ASSIGNMENT: All entries shown below must be given again word for word.

EXTRACTED DATA:
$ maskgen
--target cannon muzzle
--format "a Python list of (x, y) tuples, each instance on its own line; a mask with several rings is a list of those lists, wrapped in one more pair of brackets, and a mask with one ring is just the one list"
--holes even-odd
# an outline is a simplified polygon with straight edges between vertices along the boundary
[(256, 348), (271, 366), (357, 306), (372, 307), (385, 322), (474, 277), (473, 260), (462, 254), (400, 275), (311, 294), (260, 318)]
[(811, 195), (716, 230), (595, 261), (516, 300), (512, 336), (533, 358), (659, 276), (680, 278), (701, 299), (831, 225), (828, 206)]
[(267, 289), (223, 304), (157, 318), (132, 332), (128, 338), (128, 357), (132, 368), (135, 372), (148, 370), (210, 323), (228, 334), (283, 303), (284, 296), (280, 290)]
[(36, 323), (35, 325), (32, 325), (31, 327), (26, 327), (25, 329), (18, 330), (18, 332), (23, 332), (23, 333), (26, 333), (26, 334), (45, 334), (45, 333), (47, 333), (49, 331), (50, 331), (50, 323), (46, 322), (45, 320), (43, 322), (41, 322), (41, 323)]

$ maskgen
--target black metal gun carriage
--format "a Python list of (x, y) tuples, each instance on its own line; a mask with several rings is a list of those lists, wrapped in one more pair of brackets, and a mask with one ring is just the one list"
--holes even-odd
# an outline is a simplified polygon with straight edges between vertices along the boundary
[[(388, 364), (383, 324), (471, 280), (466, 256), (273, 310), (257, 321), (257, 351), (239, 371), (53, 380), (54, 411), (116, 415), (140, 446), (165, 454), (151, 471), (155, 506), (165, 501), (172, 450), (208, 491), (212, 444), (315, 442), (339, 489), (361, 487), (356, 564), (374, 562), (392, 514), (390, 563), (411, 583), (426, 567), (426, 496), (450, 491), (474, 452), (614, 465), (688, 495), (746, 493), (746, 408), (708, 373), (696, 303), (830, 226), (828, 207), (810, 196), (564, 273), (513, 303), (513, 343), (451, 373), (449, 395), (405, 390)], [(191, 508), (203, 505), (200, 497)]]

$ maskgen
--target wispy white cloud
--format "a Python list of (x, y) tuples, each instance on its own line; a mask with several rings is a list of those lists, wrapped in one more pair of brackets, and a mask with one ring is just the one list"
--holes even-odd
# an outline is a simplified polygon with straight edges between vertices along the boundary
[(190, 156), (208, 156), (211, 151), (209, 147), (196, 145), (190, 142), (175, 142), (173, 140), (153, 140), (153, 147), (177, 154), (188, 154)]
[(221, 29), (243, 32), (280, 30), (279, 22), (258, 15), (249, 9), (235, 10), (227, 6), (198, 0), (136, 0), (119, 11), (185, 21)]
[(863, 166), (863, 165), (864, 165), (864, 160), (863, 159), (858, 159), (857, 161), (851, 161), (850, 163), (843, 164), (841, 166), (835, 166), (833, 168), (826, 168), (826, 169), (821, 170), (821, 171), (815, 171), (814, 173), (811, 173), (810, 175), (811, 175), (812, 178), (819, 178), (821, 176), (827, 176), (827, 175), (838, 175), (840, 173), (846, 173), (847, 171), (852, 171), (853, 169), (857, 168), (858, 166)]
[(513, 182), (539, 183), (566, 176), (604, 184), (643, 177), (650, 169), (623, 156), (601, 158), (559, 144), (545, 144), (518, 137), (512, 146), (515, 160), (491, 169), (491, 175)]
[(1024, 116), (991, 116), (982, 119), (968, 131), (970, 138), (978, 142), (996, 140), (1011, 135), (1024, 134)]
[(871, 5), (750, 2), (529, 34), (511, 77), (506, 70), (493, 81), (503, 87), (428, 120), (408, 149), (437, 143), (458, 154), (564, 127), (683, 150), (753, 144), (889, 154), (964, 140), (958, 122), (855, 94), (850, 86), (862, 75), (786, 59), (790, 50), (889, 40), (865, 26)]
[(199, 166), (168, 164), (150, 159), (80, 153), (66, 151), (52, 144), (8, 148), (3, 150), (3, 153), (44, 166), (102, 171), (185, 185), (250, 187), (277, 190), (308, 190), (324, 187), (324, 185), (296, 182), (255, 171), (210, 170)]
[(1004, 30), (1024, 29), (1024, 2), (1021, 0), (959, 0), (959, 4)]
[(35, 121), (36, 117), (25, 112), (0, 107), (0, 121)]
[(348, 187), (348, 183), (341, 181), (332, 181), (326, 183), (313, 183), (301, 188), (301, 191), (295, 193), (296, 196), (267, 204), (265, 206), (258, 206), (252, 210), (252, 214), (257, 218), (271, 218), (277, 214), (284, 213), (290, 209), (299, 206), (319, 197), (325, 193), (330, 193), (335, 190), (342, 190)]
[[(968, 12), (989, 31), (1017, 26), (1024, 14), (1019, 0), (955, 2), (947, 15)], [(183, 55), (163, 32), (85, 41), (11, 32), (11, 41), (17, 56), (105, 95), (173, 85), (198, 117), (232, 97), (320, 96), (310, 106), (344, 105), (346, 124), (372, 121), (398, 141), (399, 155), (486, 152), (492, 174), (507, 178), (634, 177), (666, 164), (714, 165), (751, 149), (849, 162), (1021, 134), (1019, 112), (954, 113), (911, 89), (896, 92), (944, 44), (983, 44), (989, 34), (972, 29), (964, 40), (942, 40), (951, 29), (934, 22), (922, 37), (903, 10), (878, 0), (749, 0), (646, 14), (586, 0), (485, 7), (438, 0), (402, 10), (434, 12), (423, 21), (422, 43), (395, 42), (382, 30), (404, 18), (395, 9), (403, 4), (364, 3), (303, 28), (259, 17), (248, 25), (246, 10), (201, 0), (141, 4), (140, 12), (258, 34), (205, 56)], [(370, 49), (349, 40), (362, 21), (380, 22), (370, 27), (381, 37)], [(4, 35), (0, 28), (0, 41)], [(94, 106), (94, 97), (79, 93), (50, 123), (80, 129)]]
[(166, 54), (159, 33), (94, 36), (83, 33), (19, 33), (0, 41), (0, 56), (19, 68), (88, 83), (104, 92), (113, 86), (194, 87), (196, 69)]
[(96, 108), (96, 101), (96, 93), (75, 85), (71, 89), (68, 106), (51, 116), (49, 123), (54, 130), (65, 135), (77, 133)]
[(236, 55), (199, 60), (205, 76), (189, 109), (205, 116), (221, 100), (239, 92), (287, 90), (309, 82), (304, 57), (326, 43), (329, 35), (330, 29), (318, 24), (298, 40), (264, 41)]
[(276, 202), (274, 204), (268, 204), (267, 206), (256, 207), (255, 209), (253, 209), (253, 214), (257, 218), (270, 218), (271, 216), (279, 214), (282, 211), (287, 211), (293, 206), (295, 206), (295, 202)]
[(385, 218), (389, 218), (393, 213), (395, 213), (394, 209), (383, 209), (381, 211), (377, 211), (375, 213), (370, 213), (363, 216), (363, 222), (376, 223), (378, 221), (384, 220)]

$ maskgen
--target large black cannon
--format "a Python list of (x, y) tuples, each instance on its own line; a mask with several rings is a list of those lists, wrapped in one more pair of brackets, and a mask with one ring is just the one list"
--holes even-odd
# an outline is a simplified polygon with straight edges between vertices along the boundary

ANSWER BOX:
$ maskgen
--target cannon muzzle
--format "a Python list of (x, y) tuples, each instance on its own line; a mask with several rings is a list of those lists, wrapped in one more pair of brackets, and a mask with one ring is just the one list"
--holes even-odd
# an outline is a simplified polygon with straight edges between vertices along the boundary
[(256, 348), (271, 366), (357, 306), (372, 307), (385, 322), (474, 277), (473, 260), (462, 254), (400, 275), (311, 294), (260, 318)]
[(811, 195), (716, 230), (595, 261), (516, 300), (512, 336), (533, 358), (659, 276), (680, 278), (701, 299), (831, 225), (828, 206)]
[(267, 289), (223, 304), (157, 318), (132, 332), (128, 338), (128, 357), (132, 368), (135, 372), (148, 370), (210, 323), (228, 334), (283, 303), (284, 296), (280, 290)]
[(36, 323), (35, 325), (32, 325), (31, 327), (26, 327), (25, 329), (18, 330), (18, 332), (23, 332), (23, 333), (26, 333), (26, 334), (45, 334), (45, 333), (47, 333), (49, 331), (50, 331), (50, 323), (46, 322), (45, 320), (43, 322), (41, 322), (41, 323)]

$ maskgen
--target black metal gun carriage
--format "a Python list of (x, y) tuples, each instance on its own line; a mask with several rings is a list of those lists, wrapped in one more pair of brackets, and a mask with one ring is just the one list"
--holes even-odd
# an outline is a simplified polygon with straight edges between vertices along the boundary
[[(388, 364), (383, 324), (471, 280), (466, 256), (273, 310), (257, 321), (257, 351), (239, 371), (53, 380), (54, 411), (116, 415), (140, 446), (165, 454), (151, 471), (155, 506), (165, 501), (172, 450), (208, 491), (212, 444), (315, 442), (339, 489), (361, 487), (356, 564), (374, 562), (392, 514), (390, 563), (411, 583), (426, 567), (426, 496), (450, 491), (474, 452), (614, 465), (688, 495), (746, 493), (746, 408), (708, 373), (696, 303), (830, 226), (828, 207), (810, 196), (564, 273), (513, 303), (513, 343), (451, 373), (449, 395), (405, 390)], [(191, 508), (203, 505), (200, 497)]]

$ maskgen
--target wispy white cloud
--format "a Python list of (x, y) tuples, each instance on its own line; a mask with several rings is a list of those lists, wrapped in one more pair of brackets, and a mask with one ring is just the one list"
--holes even-odd
# an outline is a simplified polygon with straight edges between vertices along the boundary
[(190, 156), (208, 156), (211, 151), (209, 147), (196, 145), (190, 142), (175, 142), (173, 140), (153, 140), (153, 147), (177, 154), (188, 154)]
[(221, 29), (243, 32), (280, 30), (279, 22), (258, 15), (249, 9), (235, 10), (227, 6), (198, 0), (136, 0), (119, 11), (185, 21)]
[(863, 166), (863, 165), (864, 165), (864, 160), (863, 159), (858, 159), (857, 161), (851, 161), (850, 163), (843, 164), (841, 166), (835, 166), (833, 168), (826, 168), (826, 169), (821, 170), (821, 171), (815, 171), (814, 173), (811, 173), (810, 175), (811, 175), (812, 178), (819, 178), (821, 176), (827, 176), (827, 175), (838, 175), (840, 173), (846, 173), (847, 171), (852, 171), (853, 169), (857, 168), (858, 166)]
[(513, 182), (539, 183), (566, 176), (604, 184), (643, 177), (650, 169), (623, 156), (601, 158), (559, 144), (545, 144), (518, 137), (512, 146), (515, 160), (491, 169), (491, 175)]
[(1024, 116), (991, 116), (982, 119), (968, 131), (970, 138), (978, 142), (996, 140), (1011, 135), (1024, 134)]
[(871, 5), (750, 2), (529, 34), (511, 77), (506, 70), (493, 81), (503, 87), (428, 120), (408, 149), (437, 143), (458, 154), (564, 127), (683, 150), (753, 144), (889, 154), (964, 140), (958, 122), (855, 94), (850, 86), (862, 75), (786, 59), (790, 50), (889, 40), (865, 26)]
[(199, 166), (168, 164), (150, 159), (80, 153), (66, 151), (52, 144), (8, 148), (3, 150), (3, 153), (44, 166), (102, 171), (185, 185), (250, 187), (277, 190), (308, 190), (324, 187), (324, 185), (296, 182), (255, 171), (210, 170)]
[(1004, 30), (1024, 29), (1024, 2), (1021, 0), (959, 0), (959, 4)]
[(35, 121), (36, 117), (25, 112), (0, 107), (0, 121)]
[(348, 187), (348, 183), (341, 181), (332, 181), (326, 183), (313, 183), (301, 188), (301, 191), (295, 193), (296, 196), (267, 204), (265, 206), (258, 206), (252, 210), (252, 214), (257, 218), (271, 218), (277, 214), (284, 213), (290, 209), (299, 206), (319, 197), (325, 193), (330, 193), (335, 190), (342, 190)]
[[(968, 12), (989, 31), (1017, 26), (1024, 14), (1019, 0), (955, 2), (947, 15)], [(183, 55), (163, 32), (85, 41), (11, 32), (11, 41), (17, 56), (105, 95), (173, 85), (198, 117), (232, 97), (320, 96), (310, 106), (344, 105), (346, 124), (372, 121), (398, 141), (399, 155), (486, 152), (492, 174), (507, 178), (634, 177), (666, 164), (714, 165), (751, 149), (849, 162), (1021, 134), (1019, 112), (954, 113), (911, 89), (896, 92), (944, 44), (983, 44), (989, 34), (972, 29), (964, 40), (942, 40), (951, 29), (934, 22), (922, 37), (903, 10), (878, 0), (749, 0), (646, 14), (586, 0), (485, 7), (438, 0), (402, 10), (434, 12), (423, 21), (422, 43), (395, 42), (382, 30), (404, 18), (395, 9), (403, 4), (364, 3), (303, 28), (259, 17), (248, 25), (246, 10), (201, 0), (141, 4), (140, 12), (258, 34), (205, 56)], [(370, 49), (349, 40), (362, 21), (380, 22), (370, 27), (381, 37)], [(4, 35), (0, 28), (0, 41)], [(94, 106), (94, 97), (79, 93), (50, 123), (80, 129)]]
[(166, 54), (159, 33), (94, 36), (83, 33), (19, 33), (0, 41), (0, 56), (19, 68), (88, 83), (104, 92), (113, 86), (194, 87), (196, 69)]
[(96, 108), (96, 101), (96, 93), (75, 85), (71, 89), (68, 106), (51, 116), (49, 123), (54, 130), (65, 135), (77, 133)]
[(236, 55), (199, 60), (205, 76), (189, 109), (205, 116), (221, 100), (239, 92), (287, 90), (309, 82), (304, 57), (326, 43), (329, 35), (330, 29), (318, 24), (298, 40), (264, 41)]
[(276, 202), (274, 204), (268, 204), (267, 206), (256, 207), (255, 209), (253, 209), (253, 214), (257, 218), (270, 218), (271, 216), (279, 214), (282, 211), (287, 211), (293, 206), (295, 206), (295, 202)]
[(385, 218), (389, 218), (393, 213), (395, 213), (394, 209), (383, 209), (381, 211), (377, 211), (375, 213), (370, 213), (363, 216), (363, 222), (376, 223), (378, 221), (384, 220)]

$ maskgen
--target large black cannon
--format "a Python list of (x, y) tuples, each instance on its own line; a mask with several rings is a list of those lists, wrapped in one more pair of brackets, and a mask with one ring is just the one list"
--holes even-odd
# an outline is a simplified polygon with straight edges between vertices along the boundary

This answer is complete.